--- Records for this task ---

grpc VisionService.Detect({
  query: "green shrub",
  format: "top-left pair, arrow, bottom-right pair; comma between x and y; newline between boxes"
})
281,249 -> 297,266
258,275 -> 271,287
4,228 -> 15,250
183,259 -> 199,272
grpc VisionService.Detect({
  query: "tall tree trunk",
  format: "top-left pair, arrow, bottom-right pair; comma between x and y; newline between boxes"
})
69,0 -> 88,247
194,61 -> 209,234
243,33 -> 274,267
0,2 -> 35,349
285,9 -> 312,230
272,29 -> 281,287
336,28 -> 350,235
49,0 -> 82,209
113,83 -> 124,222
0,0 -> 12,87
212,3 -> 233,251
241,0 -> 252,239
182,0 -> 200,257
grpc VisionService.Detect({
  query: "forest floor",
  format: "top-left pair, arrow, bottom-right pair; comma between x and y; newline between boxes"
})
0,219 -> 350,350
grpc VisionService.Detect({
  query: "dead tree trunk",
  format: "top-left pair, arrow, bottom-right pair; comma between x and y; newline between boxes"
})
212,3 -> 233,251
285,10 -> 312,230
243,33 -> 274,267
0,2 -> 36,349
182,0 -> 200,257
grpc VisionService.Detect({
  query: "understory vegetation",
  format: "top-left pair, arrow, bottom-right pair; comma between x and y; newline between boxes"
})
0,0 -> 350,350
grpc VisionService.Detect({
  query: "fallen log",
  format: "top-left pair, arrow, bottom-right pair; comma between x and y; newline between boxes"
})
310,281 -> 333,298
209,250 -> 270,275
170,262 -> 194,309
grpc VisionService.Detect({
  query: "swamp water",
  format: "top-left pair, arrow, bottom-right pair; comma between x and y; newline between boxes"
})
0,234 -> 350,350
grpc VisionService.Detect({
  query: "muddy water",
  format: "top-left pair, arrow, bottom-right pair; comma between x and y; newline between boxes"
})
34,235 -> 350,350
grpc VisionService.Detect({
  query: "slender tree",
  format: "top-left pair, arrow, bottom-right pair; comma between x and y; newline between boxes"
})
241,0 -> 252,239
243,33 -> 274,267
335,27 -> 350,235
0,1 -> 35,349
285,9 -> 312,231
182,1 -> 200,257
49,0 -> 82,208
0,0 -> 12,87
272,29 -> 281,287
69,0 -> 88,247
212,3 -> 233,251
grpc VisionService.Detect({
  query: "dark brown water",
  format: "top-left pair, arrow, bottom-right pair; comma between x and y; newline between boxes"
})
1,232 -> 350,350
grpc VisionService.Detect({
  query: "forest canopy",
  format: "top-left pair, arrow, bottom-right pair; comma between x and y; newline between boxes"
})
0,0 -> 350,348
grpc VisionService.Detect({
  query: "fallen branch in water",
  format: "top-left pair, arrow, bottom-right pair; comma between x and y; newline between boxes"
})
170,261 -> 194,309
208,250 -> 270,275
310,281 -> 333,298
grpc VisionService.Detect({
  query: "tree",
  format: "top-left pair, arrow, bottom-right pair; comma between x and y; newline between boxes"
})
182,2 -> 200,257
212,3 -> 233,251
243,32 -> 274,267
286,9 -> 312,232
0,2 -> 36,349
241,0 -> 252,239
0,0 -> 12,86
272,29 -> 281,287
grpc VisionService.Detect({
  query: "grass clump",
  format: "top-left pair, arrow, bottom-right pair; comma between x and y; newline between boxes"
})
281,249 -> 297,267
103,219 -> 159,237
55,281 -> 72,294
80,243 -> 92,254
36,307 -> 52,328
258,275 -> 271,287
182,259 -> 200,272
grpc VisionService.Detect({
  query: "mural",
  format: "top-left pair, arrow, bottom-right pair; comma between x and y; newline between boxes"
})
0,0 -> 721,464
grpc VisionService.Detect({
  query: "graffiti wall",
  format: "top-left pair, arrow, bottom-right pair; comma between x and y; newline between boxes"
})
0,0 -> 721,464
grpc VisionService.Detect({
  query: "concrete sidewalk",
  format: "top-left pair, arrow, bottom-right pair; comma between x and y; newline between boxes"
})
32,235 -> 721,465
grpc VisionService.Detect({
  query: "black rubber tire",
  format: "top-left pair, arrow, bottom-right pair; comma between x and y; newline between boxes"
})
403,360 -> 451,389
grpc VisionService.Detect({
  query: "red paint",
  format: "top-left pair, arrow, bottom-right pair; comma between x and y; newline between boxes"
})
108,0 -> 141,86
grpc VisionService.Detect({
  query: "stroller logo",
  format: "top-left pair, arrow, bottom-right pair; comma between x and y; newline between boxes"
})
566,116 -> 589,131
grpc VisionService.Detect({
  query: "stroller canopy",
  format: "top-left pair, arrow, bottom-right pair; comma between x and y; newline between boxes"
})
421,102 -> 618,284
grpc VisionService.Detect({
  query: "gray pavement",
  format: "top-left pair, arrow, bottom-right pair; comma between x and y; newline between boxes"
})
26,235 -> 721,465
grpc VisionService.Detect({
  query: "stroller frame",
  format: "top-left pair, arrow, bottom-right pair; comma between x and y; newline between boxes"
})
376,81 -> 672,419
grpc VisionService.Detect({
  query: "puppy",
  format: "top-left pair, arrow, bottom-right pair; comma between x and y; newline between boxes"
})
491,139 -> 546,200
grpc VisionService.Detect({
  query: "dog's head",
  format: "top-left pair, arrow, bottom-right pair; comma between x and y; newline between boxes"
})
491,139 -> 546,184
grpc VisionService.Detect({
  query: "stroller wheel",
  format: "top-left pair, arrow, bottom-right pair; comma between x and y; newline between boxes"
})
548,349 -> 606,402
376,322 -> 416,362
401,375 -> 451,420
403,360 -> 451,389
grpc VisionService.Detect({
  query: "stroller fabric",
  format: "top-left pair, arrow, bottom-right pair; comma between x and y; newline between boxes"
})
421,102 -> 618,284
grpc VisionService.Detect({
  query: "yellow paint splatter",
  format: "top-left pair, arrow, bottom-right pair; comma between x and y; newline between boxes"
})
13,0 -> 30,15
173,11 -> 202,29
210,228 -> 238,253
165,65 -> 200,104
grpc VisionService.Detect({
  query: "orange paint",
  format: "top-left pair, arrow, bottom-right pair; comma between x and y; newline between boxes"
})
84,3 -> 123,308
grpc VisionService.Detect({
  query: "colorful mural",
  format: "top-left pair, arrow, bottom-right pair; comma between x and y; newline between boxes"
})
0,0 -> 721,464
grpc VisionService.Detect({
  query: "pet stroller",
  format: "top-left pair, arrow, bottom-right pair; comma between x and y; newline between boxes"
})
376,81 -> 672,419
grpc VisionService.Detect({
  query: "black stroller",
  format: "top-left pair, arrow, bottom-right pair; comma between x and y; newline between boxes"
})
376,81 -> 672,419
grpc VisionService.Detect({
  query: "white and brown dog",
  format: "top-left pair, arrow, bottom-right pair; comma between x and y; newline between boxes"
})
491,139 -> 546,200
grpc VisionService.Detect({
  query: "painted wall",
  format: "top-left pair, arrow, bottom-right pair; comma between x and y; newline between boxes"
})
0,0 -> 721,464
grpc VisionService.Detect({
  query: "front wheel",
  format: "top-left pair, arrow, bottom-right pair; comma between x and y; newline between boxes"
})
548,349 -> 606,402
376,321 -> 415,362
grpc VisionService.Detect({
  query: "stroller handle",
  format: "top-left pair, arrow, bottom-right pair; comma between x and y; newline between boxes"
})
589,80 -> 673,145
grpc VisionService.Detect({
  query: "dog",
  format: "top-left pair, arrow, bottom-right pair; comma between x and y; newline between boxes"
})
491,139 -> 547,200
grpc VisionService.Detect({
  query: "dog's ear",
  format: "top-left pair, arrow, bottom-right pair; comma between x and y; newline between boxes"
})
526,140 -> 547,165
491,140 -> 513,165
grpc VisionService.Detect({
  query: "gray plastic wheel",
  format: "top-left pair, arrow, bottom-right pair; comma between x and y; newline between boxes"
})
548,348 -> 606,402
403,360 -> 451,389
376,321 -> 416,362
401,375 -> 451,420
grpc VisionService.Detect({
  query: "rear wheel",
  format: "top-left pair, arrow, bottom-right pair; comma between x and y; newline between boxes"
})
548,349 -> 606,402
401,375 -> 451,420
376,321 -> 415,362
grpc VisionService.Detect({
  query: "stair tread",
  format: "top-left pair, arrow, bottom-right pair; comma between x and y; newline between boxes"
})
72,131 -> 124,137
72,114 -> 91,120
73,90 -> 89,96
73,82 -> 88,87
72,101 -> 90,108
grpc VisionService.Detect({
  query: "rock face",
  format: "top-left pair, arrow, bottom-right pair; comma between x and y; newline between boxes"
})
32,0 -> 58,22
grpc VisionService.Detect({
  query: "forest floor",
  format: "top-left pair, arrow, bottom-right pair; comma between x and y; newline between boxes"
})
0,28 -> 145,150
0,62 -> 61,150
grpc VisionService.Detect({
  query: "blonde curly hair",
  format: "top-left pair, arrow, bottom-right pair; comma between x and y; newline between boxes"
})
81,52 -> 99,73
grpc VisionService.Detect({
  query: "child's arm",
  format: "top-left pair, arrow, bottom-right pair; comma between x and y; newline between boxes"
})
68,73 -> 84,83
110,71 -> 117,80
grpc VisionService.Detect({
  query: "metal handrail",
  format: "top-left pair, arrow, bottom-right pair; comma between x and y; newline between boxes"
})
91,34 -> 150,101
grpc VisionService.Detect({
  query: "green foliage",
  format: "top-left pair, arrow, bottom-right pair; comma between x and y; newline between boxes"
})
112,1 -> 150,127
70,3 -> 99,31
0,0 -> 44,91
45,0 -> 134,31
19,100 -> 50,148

---

▸ Your task
Rescale the lines above from the very first one through the one containing "34,235 -> 350,350", writing them all out again with the requests included. Multiply every box coordinate by 0.55 and round it to a whole number, rounding halves up.

▸ Output for this task
grpc VisionService.Detect({
  query: "green shrub",
  format: "top-left pair, arrow, bottom-right pair; comma between x and y; newline between boxes"
})
155,137 -> 163,146
142,151 -> 149,158
2,125 -> 8,138
101,142 -> 109,150
grpc VisionService.Detect({
  query: "tall tree trunk",
  format: "top-left pair, arrow, bottom-right pair; comma between x and y; newline between boxes"
})
38,0 -> 48,136
107,34 -> 115,129
134,18 -> 151,147
0,1 -> 19,192
157,5 -> 172,127
150,16 -> 155,158
185,15 -> 193,129
27,0 -> 45,115
62,46 -> 68,122
0,0 -> 7,48
117,2 -> 128,138
133,0 -> 139,131
100,0 -> 110,141
grpc VisionService.Detect({
  query: "forest floor",
  format: "top-left pair, arrow, bottom-right pair; comma between x and y; newline between boxes"
})
0,120 -> 193,193
grpc VisionService.Detect({
  query: "dead tree trunk",
  format: "top-left pair, arrow, bottom-right pair; comma between x and y; newline between boxes"
})
117,2 -> 128,138
157,6 -> 172,127
134,18 -> 151,147
0,1 -> 20,192
100,0 -> 110,141
grpc VisionService.Detect({
  query: "understory vegetation",
  format: "top-left pair, arrow, bottom-right pair; comma between x and y; newline between boxes"
})
0,0 -> 193,193
grpc VisionService.Detect({
  query: "fallen log",
  format: "top-left pair, arrow, bottom-right pair; comma between x and y; newline between boxes"
})
171,155 -> 183,164
115,138 -> 149,151
94,144 -> 107,170
grpc VisionService.Detect({
  query: "swamp water",
  format: "top-left pair, arrow, bottom-right pair; comma between x and y; newline between boxes"
})
0,129 -> 193,193
grpc VisionService.Detect({
  query: "muddy water",
  format: "top-left pair, arrow, bottom-right pair; comma between x and y; newline between boxes"
})
19,129 -> 193,193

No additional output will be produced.